- PROBLEM TO SOLVE -
Can you convert the lines between the one holding "segment boat canopy" and the one holding "[[[150,40],[139,49],[133,59],[133,71],[137,91],[150,92]]]", inclusive, into a numbered list, dropping blank lines and leaving the pictures out?

- Outline entries for pictures -
>>>>>
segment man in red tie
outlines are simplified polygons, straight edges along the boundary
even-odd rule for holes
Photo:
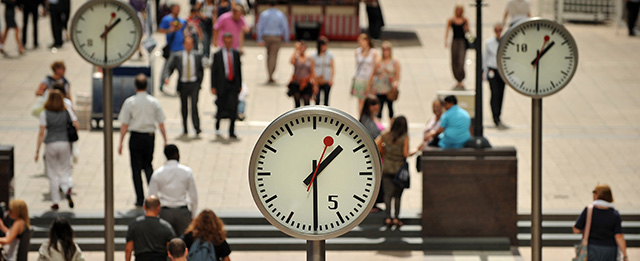
[[[237,139],[235,120],[238,115],[238,94],[242,89],[240,53],[231,48],[233,35],[222,37],[224,47],[213,54],[211,67],[211,93],[216,95],[216,132],[220,129],[220,119],[229,119],[229,138]]]

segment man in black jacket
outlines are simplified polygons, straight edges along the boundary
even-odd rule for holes
[[[220,119],[229,119],[229,138],[237,139],[235,120],[238,115],[238,94],[242,89],[240,53],[231,48],[233,36],[223,35],[224,47],[213,54],[211,68],[211,93],[217,96],[216,131],[220,129]]]

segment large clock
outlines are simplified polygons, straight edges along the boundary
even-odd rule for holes
[[[305,240],[338,237],[376,201],[380,154],[360,122],[337,109],[307,106],[275,119],[249,166],[253,199],[275,227]]]
[[[82,58],[103,68],[113,68],[138,50],[142,25],[128,3],[91,0],[73,16],[70,33]]]
[[[505,82],[533,98],[561,90],[578,67],[578,46],[571,33],[545,18],[530,18],[509,29],[497,55]]]

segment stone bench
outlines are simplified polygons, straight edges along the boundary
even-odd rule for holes
[[[513,147],[422,151],[425,237],[508,237],[517,245]]]

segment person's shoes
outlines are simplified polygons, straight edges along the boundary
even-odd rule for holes
[[[496,129],[506,130],[506,129],[509,129],[509,126],[505,125],[503,122],[500,121],[496,123]]]
[[[67,194],[65,196],[67,201],[69,201],[69,207],[73,208],[75,205],[73,204],[73,199],[71,198],[71,189],[67,190]]]

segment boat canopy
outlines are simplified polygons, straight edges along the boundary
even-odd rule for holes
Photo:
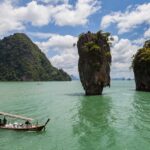
[[[8,117],[11,117],[11,118],[18,118],[18,119],[22,119],[22,120],[33,121],[32,118],[23,117],[23,116],[20,116],[20,115],[13,115],[13,114],[5,113],[5,112],[0,112],[0,115],[8,116]]]

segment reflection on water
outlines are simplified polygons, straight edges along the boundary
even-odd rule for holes
[[[80,82],[0,83],[0,110],[39,123],[43,133],[0,130],[0,150],[149,150],[150,93],[114,81],[102,96],[84,96]]]
[[[109,148],[115,144],[111,127],[111,97],[83,96],[78,110],[78,122],[73,126],[81,150]]]
[[[144,140],[150,142],[150,93],[136,92],[133,106],[134,127]]]

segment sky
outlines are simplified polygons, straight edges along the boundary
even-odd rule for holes
[[[73,47],[87,31],[110,32],[112,78],[133,78],[132,56],[150,39],[149,0],[0,0],[0,39],[26,33],[50,62],[78,77]]]

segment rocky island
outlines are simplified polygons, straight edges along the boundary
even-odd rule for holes
[[[109,33],[83,33],[77,42],[80,80],[86,95],[101,95],[110,86]]]
[[[136,90],[150,92],[150,40],[134,56],[132,67],[134,71]]]
[[[16,33],[0,40],[0,81],[70,81],[52,66],[27,35]]]

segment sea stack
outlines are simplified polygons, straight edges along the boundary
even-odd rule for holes
[[[109,33],[83,33],[77,43],[78,69],[86,95],[101,95],[110,86],[111,53]]]
[[[150,40],[139,49],[133,59],[133,71],[137,91],[150,92]]]

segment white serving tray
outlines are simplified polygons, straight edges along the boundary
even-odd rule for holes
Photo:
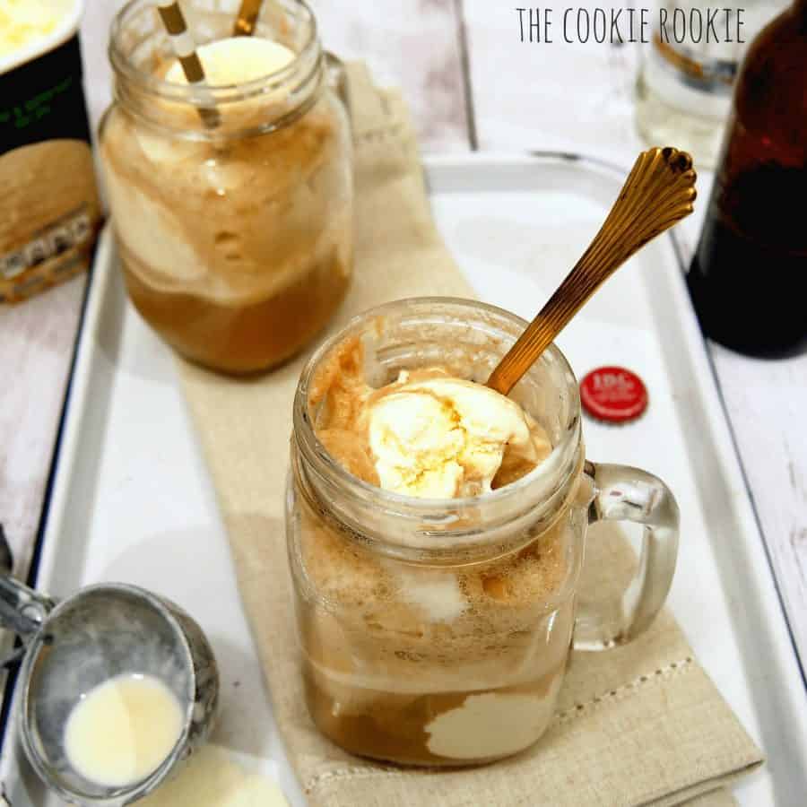
[[[530,318],[602,223],[624,173],[560,155],[463,156],[427,160],[427,178],[438,226],[477,295]],[[115,263],[106,231],[38,586],[60,596],[122,580],[194,614],[222,673],[213,741],[276,776],[292,805],[302,807],[172,357],[126,300]],[[645,379],[651,403],[639,421],[586,421],[588,456],[646,468],[674,490],[682,522],[671,607],[768,760],[735,795],[743,805],[803,804],[807,695],[673,239],[664,236],[632,258],[559,344],[578,377],[616,363]],[[12,803],[56,804],[21,776],[14,727],[7,733],[0,777]]]

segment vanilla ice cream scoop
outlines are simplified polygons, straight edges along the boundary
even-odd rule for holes
[[[406,371],[368,412],[380,486],[421,499],[490,491],[506,451],[537,464],[547,452],[539,453],[534,425],[518,404],[480,384],[410,380]]]
[[[196,48],[211,87],[227,87],[262,78],[288,67],[296,58],[293,50],[260,37],[230,37]],[[187,83],[182,66],[174,63],[165,74],[167,82]]]

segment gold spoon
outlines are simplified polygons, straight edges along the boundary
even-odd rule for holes
[[[600,231],[488,378],[508,395],[589,298],[647,241],[692,213],[692,158],[671,146],[642,152]]]
[[[264,0],[241,0],[239,15],[232,27],[234,37],[251,37],[261,13]]]

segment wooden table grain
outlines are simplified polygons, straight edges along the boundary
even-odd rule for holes
[[[93,123],[108,102],[106,38],[119,2],[89,0],[82,28]],[[426,152],[580,152],[629,166],[635,46],[521,42],[515,6],[489,0],[315,0],[325,46],[403,88]],[[691,254],[705,208],[679,228]],[[82,281],[0,309],[0,520],[27,563],[73,352]],[[762,361],[709,345],[794,641],[807,662],[807,355]]]

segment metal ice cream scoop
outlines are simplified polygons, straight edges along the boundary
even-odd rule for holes
[[[13,654],[22,658],[21,742],[36,773],[65,801],[85,807],[130,804],[206,740],[219,696],[215,657],[199,626],[168,600],[134,586],[103,584],[54,603],[0,570],[0,623],[22,641],[22,653]],[[176,697],[182,732],[144,778],[126,786],[100,785],[68,759],[65,725],[88,692],[132,674],[157,679]]]

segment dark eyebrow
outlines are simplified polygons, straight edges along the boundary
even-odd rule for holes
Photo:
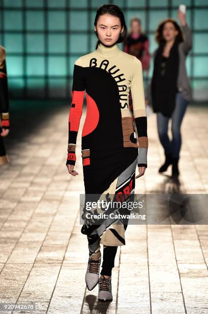
[[[101,26],[101,25],[103,25],[103,26],[105,26],[106,27],[107,27],[106,25],[104,25],[104,24],[99,24],[99,26]],[[111,27],[114,27],[115,26],[119,26],[119,25],[113,25],[113,26],[111,26]]]

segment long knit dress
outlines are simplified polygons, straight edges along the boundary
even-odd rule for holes
[[[130,89],[134,122],[128,105]],[[130,199],[134,194],[136,166],[147,167],[147,115],[141,61],[121,50],[117,44],[107,47],[101,43],[95,51],[76,60],[66,164],[75,165],[85,92],[87,113],[81,147],[85,202],[92,194],[96,194],[97,200],[108,201],[123,195],[127,202],[126,198]],[[91,213],[103,212],[103,208],[98,207],[90,210]],[[84,206],[81,232],[90,239],[91,253],[100,243],[125,245],[128,219],[110,219],[108,215],[107,219],[93,220],[86,218],[86,213],[89,210]]]

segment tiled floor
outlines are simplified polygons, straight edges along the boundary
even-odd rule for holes
[[[112,271],[113,301],[98,302],[98,285],[86,289],[88,247],[79,214],[85,111],[74,177],[65,166],[69,106],[37,110],[34,103],[29,109],[16,110],[5,141],[10,163],[0,167],[1,301],[35,302],[35,313],[207,313],[205,224],[128,226]],[[135,192],[207,193],[208,109],[188,108],[178,182],[171,168],[157,172],[164,156],[155,117],[148,119],[148,166]]]

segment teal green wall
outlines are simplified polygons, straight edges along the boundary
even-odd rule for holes
[[[70,96],[75,60],[95,49],[96,10],[114,3],[124,11],[129,27],[133,16],[142,18],[156,47],[154,31],[161,19],[176,18],[181,3],[193,32],[193,48],[187,60],[196,100],[208,100],[208,0],[1,0],[0,44],[7,51],[12,98]],[[120,44],[122,49],[122,46]],[[150,74],[152,73],[152,61]],[[144,75],[145,84],[148,78]]]

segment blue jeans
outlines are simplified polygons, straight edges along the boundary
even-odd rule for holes
[[[159,139],[165,153],[172,153],[174,158],[179,158],[181,146],[180,126],[189,101],[184,99],[180,92],[177,93],[176,104],[171,117],[165,116],[161,112],[157,112],[157,131]],[[172,141],[168,135],[168,123],[172,119]]]

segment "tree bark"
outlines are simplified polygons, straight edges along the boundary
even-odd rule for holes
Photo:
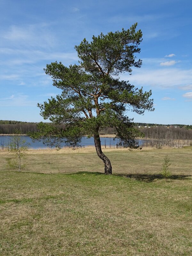
[[[112,174],[112,166],[109,159],[103,154],[101,150],[101,141],[98,133],[94,134],[94,142],[97,153],[105,165],[105,174],[107,175]]]

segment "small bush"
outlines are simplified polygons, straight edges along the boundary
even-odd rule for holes
[[[170,157],[168,155],[166,155],[164,158],[164,162],[162,164],[163,166],[161,168],[161,175],[165,179],[166,182],[167,179],[171,175],[171,173],[169,170],[169,166],[171,164],[170,163]]]

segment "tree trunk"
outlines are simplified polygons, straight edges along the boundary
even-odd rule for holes
[[[102,159],[105,165],[105,174],[112,174],[112,166],[109,159],[104,155],[101,150],[101,141],[99,133],[94,134],[94,142],[98,156]]]

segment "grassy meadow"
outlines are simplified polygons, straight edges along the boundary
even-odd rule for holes
[[[0,255],[190,256],[192,147],[0,152]],[[168,154],[172,175],[160,175]]]

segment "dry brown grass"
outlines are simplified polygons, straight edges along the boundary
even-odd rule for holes
[[[124,177],[94,172],[93,147],[30,150],[20,173],[0,153],[0,255],[191,256],[191,148],[105,152]],[[157,175],[167,154],[168,182]]]

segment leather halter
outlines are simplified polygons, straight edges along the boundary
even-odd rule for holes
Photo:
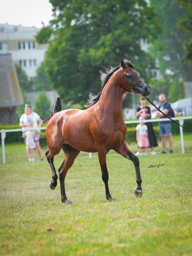
[[[137,84],[134,84],[134,85],[131,87],[131,86],[130,85],[130,84],[129,84],[129,83],[128,82],[128,81],[127,80],[127,79],[126,79],[125,77],[125,76],[123,75],[123,73],[122,71],[122,69],[121,70],[121,73],[122,73],[122,75],[123,75],[123,77],[125,78],[126,81],[128,83],[128,84],[129,85],[129,87],[130,87],[130,88],[131,91],[132,91],[134,93],[134,91],[133,90],[133,88],[134,88],[134,87],[136,85],[137,85],[138,84],[139,84],[139,83],[140,83],[140,82],[142,82],[142,80],[140,80],[140,81],[139,81],[138,82],[137,82]]]

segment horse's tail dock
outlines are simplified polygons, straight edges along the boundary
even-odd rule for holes
[[[51,116],[52,116],[57,112],[61,111],[62,103],[61,99],[59,96],[55,100],[55,101],[52,105],[52,109],[51,110]]]

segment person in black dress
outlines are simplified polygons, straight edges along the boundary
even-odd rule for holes
[[[146,99],[145,97],[140,97],[141,106],[137,108],[136,112],[136,117],[143,116],[144,119],[151,119],[151,110],[149,107],[146,105]],[[149,141],[149,147],[151,149],[151,154],[155,155],[156,153],[154,151],[154,148],[158,146],[155,134],[153,129],[153,125],[151,122],[145,123],[148,128],[148,137]]]

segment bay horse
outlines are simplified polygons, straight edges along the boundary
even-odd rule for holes
[[[137,186],[135,194],[141,197],[142,189],[139,160],[129,150],[125,141],[127,128],[122,115],[124,93],[132,92],[143,96],[150,93],[150,87],[140,80],[129,60],[122,59],[119,66],[101,72],[102,90],[97,95],[90,94],[85,110],[68,109],[61,111],[61,102],[58,97],[53,105],[52,117],[46,128],[49,150],[46,153],[52,171],[50,187],[56,187],[58,176],[53,164],[54,157],[62,148],[64,160],[59,168],[61,201],[71,204],[65,193],[67,173],[81,151],[98,152],[106,198],[113,199],[108,186],[109,175],[106,155],[113,149],[134,164]]]

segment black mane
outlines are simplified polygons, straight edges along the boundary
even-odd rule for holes
[[[126,66],[129,67],[130,67],[134,68],[134,67],[133,66],[132,63],[130,61],[128,60],[124,60],[124,61]],[[106,72],[106,73],[104,73],[102,71],[100,71],[101,73],[100,79],[102,81],[102,90],[100,93],[99,93],[96,95],[95,95],[95,94],[92,93],[90,93],[87,102],[84,105],[86,108],[90,108],[91,106],[93,106],[93,105],[94,105],[94,104],[95,104],[99,101],[102,93],[103,89],[108,81],[109,79],[113,75],[113,74],[115,71],[118,70],[120,67],[121,66],[119,65],[113,68],[111,67],[111,70],[103,67],[105,69]]]

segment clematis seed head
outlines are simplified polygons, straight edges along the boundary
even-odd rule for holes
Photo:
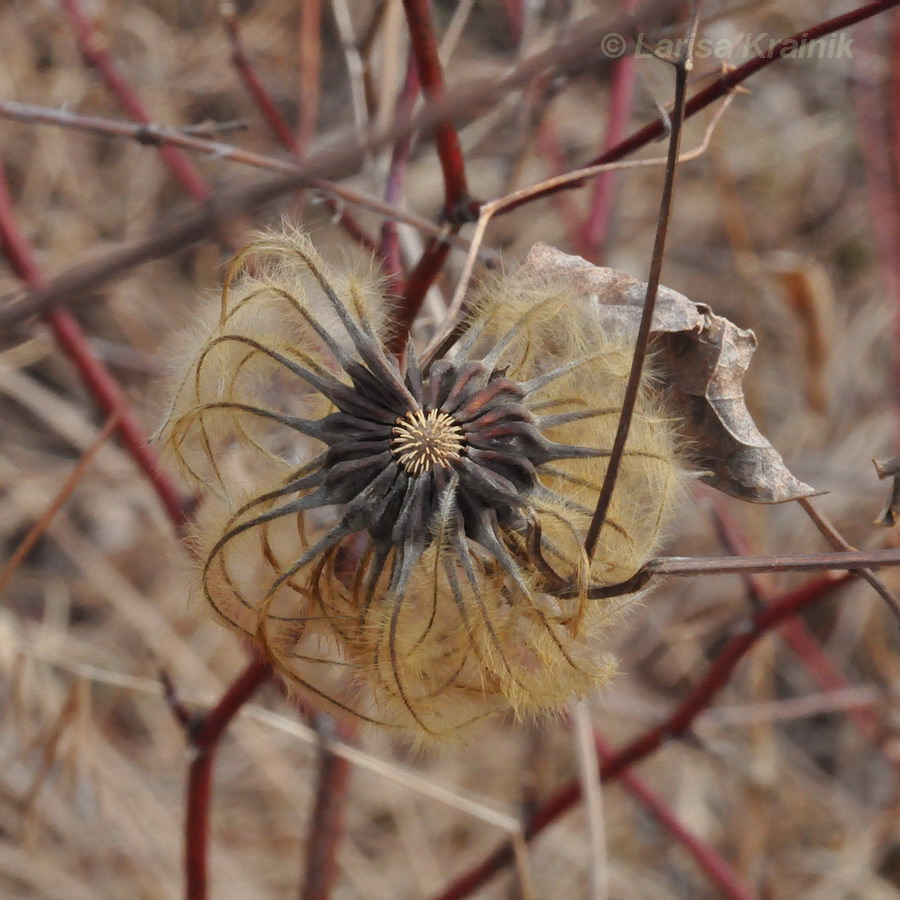
[[[590,589],[650,557],[684,480],[647,377],[588,560],[633,338],[533,275],[471,308],[444,357],[401,365],[377,290],[296,231],[258,235],[162,428],[218,496],[196,531],[218,618],[307,699],[419,741],[608,680],[634,595]]]

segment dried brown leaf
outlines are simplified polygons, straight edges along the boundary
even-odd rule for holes
[[[636,333],[647,290],[643,282],[543,244],[531,249],[523,268],[583,294],[610,328]],[[756,349],[752,331],[661,286],[652,334],[656,368],[692,454],[705,470],[703,481],[753,503],[783,503],[817,493],[788,471],[747,410],[742,382]]]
<<<<<
- WRITTEN REPLY -
1. segment boat canopy
2. outlines are simplified polygons, straight edges along the boundary
3. even-odd rule for holes
4. Photo:
5. [[[8,117],[11,117],[11,118],[18,118],[18,119],[22,119],[22,120],[33,121],[32,118],[23,117],[23,116],[20,116],[20,115],[13,115],[13,114],[5,113],[5,112],[0,112],[0,115],[8,116]]]
6. segment reflection on water
7. outlines are simplified polygons, straight edges along the boundary
8. even-odd rule for holes
9. [[[80,82],[0,83],[0,110],[39,123],[43,133],[0,130],[0,150],[149,150],[150,93],[114,81],[102,96],[84,96]]]
10. [[[109,148],[115,144],[111,127],[111,97],[83,96],[78,110],[78,122],[73,126],[81,150]]]
11. [[[144,140],[150,142],[150,93],[136,92],[133,106],[134,127]]]
12. segment sky
13. outlines are simplified polygons, straight edges along the boundary
14. even-odd rule for holes
15. [[[73,47],[87,31],[110,32],[112,78],[133,78],[132,56],[150,39],[149,0],[0,0],[0,39],[26,33],[50,62],[78,77]]]
16. segment rocky island
17. outlines are simplified polygons, straight edges along the boundary
18. even-odd rule for holes
19. [[[109,33],[83,33],[77,42],[80,80],[86,95],[101,95],[110,86]]]
20. [[[136,90],[150,92],[150,40],[134,56],[132,67],[134,71]]]
21. [[[16,33],[0,40],[0,81],[70,81],[52,66],[27,35]]]
22. segment sea stack
23. outlines are simplified polygons, straight edges along the boundary
24. even-odd rule for holes
25. [[[109,33],[83,33],[77,43],[78,69],[86,95],[101,95],[110,86],[111,53]]]
26. [[[150,40],[139,49],[133,59],[133,71],[137,91],[150,92]]]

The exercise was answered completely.